- DIRECTIONS FOR THIS TASK -
Convert the stretch of lines from the one containing "Where can the cloudy" through the one containing "x=343, y=79" into a JSON list of strings, one string per line, leaving out blank lines.
─── RECORD LIST
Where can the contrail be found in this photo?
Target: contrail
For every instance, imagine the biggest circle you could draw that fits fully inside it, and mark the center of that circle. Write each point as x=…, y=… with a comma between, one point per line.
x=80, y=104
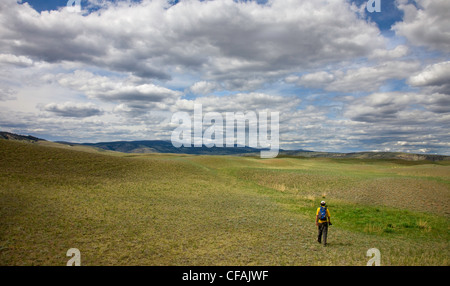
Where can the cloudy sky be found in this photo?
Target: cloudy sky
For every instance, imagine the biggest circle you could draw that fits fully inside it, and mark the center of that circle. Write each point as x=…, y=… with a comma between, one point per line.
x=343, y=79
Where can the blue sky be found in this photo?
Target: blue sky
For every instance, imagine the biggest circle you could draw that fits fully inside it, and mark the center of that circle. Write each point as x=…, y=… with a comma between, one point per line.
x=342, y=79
──────
─── RECORD LIST
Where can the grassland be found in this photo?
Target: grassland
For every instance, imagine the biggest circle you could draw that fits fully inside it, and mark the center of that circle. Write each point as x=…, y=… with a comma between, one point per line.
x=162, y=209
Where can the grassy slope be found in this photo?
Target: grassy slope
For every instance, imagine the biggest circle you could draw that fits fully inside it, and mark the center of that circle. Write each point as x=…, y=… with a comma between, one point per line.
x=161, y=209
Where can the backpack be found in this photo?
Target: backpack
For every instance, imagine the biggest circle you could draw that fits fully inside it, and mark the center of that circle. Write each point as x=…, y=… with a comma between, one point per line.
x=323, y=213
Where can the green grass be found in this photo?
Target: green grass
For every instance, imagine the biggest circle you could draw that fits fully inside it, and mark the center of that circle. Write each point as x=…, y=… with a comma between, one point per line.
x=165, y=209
──────
─── RECORD LIST
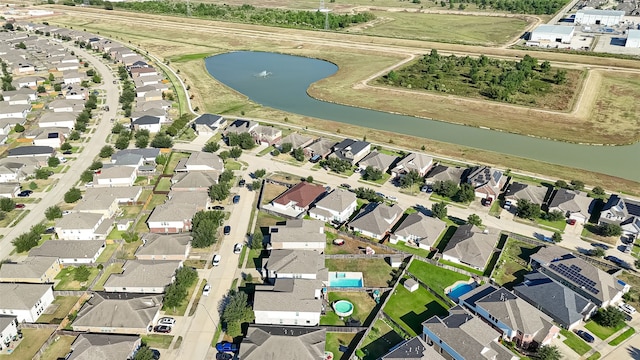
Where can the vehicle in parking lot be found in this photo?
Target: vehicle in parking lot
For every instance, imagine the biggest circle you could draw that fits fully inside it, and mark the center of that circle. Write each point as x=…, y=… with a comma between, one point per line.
──────
- WRITTEN SOLUTION -
[
  "Where can the cloudy sky be found in this photo?",
  "Target: cloudy sky",
  "For every instance, imagine the biggest circle you could draw that fits fully inside it, and mark the center of that circle. Write each point as x=…, y=… with a comma between, one point per line.",
  "x=343, y=79"
]